- Text section:
= Beginning of Section =
Heritability estimation of alternative splicing and gene expression

To quantify alternative splicing, percent splice-in (PSI) scores [18] were calculated for each gene using the following formula:

$$percent\;splice\;in\left(PSI\right)=\frac{inclusion\_counts/inclusion\_length}{inclusion\_counts/inclusion\_length+exclusion\_counts/exclusion\_length}$$

When estimating heritability, we only considered alternative splicing events with at least 5 total reads supporting both isoforms in at least 50% of the samples. Only alternative splicing events with a mean absolute deviation greater than 1, log2 variance greater than 2, skewness < 1.1 were considered variable and retained. In addition, to eliminate the influence of sex specific alternative splicing, we only retained events where samples from either sex contributed at least 20% of the estimable samples. PSI was normal quantile transformed using the R package bestNormalize [22]. The transformed PSI was used to estimate genomic heritability (h2) using the R package rrBLUP [23] with sex of the animal as a fixed effect. The R package fdrtool was then used to calculate the FDR value based on P values obtained from likelihood ratio tests.

Overall gene expression was estimated using transcript per million (TPM) output by StringTie. TPM of each gene was also subjected to a normal quantile transformation. The transformed TPM was then used to estimate the genomic heritability (h2) of gene expression by rrBLUP package. Genetic correlation was computed using the GCTA package [24]. The R package fdrtool was then used to calculate the FDR values based on the Benjamini-Hochberg approach.

Expression QTL and splice QTL mapping

eQTL and sQTL mapping was performed using the fastGWA function of GCTA [24] with sex of the animal fitted as a covariate. To estimate empirical FDR, we permuted the data set (animal ID) 200 times while preserving correlation among genes and performed eQTL and sQTL mapping in the permuted datasets. Empirical FDR for each was estimated as the observed number of significant QTLs at a given threshold divided by the average number of significant QTLs among the 200 permutations. eQTLs or sQTLs located within 1 Mb of gene boundaries were consider cis, and otherwise trans.

Mediation analysis

To identify potential mediator of pQTL effects, we first performed pQTL mapping in 67 traits using the same procedure as eQTL and sQTL mapping as described above. We then integrated pQTL, sQTL/eQTL, PSI/gene expression, and phenotypes using two approaches. First we tested association between pQTLs and phenotypes by adjusting the phenotypes for PSI or gene expression. Second, we performed a model based mediation analysis [21] to estimate proportion of the pQTL effect on phenotype that is mediated by the PSI/gene expression mediator. Significant mediators were identified at FDR = 0.05.
= End of Section =
- Extracted information:
= Beginning of Section =
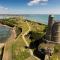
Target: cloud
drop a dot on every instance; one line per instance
(36, 2)
(3, 8)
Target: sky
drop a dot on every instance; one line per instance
(29, 6)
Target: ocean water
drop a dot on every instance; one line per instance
(42, 18)
(4, 33)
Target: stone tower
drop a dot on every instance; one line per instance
(56, 32)
(50, 24)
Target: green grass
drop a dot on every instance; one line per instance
(19, 52)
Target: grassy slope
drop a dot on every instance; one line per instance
(18, 50)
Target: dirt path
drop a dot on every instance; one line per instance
(23, 36)
(7, 53)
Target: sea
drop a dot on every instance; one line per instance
(42, 18)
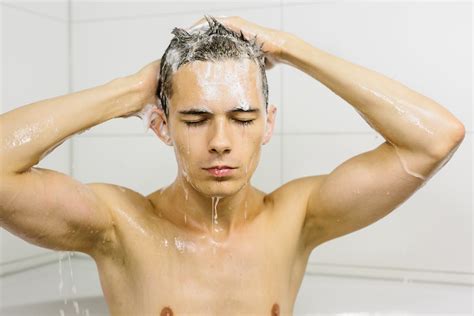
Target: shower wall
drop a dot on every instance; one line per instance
(52, 48)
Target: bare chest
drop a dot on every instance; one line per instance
(247, 274)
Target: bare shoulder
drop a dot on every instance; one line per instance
(112, 194)
(290, 202)
(297, 190)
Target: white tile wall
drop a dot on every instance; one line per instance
(316, 130)
(404, 41)
(34, 67)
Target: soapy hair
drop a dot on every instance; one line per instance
(216, 43)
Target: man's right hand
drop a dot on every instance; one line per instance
(147, 81)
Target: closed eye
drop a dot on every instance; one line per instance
(198, 123)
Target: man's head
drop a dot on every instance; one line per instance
(214, 97)
(217, 43)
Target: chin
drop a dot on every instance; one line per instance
(220, 187)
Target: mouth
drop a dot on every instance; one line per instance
(220, 171)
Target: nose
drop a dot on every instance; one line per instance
(219, 142)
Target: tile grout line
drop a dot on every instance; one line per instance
(70, 73)
(282, 143)
(19, 8)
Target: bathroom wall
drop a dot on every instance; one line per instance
(49, 49)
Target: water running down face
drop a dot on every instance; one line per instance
(217, 117)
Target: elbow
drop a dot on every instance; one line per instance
(453, 139)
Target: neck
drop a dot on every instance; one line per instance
(216, 216)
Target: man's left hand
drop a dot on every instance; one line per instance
(272, 40)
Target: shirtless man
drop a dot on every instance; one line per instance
(211, 243)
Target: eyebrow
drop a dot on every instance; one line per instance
(201, 111)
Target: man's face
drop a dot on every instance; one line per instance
(231, 130)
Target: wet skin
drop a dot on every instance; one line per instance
(205, 245)
(256, 270)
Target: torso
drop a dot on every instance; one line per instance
(154, 268)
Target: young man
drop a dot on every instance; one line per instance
(211, 243)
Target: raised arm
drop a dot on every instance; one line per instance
(46, 207)
(421, 136)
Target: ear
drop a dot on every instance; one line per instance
(159, 124)
(270, 124)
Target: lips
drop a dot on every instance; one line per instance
(220, 167)
(220, 171)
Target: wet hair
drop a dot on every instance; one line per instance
(217, 43)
= End of Section =
- Apply what you read:
1 > Write out the part of the methods text that begins at the words "When estimating heritability, we" and stops after "likelihood ratio tests.".
2 > Which packages does the methods text explicitly call R packages?

- Results by task:
1 >
When estimating heritability, we only considered alternative splicing events with at least 5 total reads supporting both isoforms in at least 50% of the samples. Only alternative splicing events with a mean absolute deviation greater than 1, log2 variance greater than 2, skewness < 1.1 were considered variable and retained. In addition, to eliminate the influence of sex specific alternative splicing, we only retained events where samples from either sex contributed at least 20% of the estimable samples. PSI was normal quantile transformed using the R package bestNormalize [22]. The transformed PSI was used to estimate genomic heritability (h2) using the R package rrBLUP [23] with sex of the animal as a fixed effect. The R package fdrtool was then used to calculate the FDR value based on P values obtained from likelihood ratio tests.

2 > bestNormalize, rrBLUP, fdrtool